[Data listing]
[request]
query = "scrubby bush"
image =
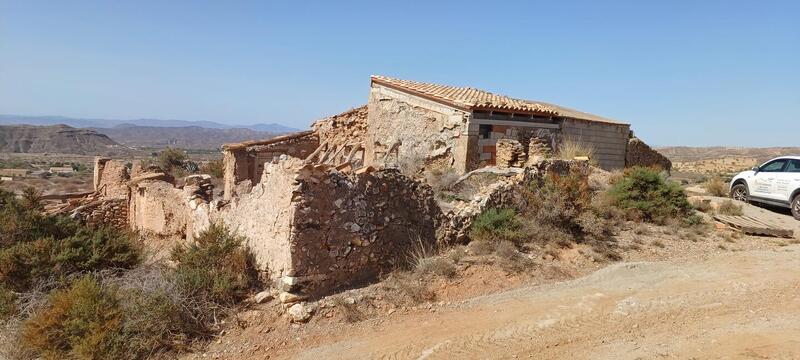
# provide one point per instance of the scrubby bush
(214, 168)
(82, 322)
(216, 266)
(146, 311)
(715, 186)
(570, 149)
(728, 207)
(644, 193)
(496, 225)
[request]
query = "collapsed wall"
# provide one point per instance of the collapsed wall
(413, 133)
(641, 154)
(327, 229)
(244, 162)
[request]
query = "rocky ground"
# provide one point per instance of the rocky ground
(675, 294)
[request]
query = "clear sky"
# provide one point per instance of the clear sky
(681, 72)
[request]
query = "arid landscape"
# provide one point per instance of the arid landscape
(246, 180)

==

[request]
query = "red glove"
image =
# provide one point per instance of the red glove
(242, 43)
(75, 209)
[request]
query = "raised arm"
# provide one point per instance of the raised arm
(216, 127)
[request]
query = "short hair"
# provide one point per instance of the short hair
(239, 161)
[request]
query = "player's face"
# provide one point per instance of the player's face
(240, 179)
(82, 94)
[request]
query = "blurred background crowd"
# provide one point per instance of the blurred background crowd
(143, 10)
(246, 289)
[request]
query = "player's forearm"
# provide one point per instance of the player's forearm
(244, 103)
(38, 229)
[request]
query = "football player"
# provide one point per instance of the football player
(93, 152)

**AIM OF THE TASK**
Find every line in the data listing above that contains the string "wall" and copy each one.

**REPLY TO THE EXERCISE**
query = "collapsed wall"
# provide one point per instance of the collapsed wall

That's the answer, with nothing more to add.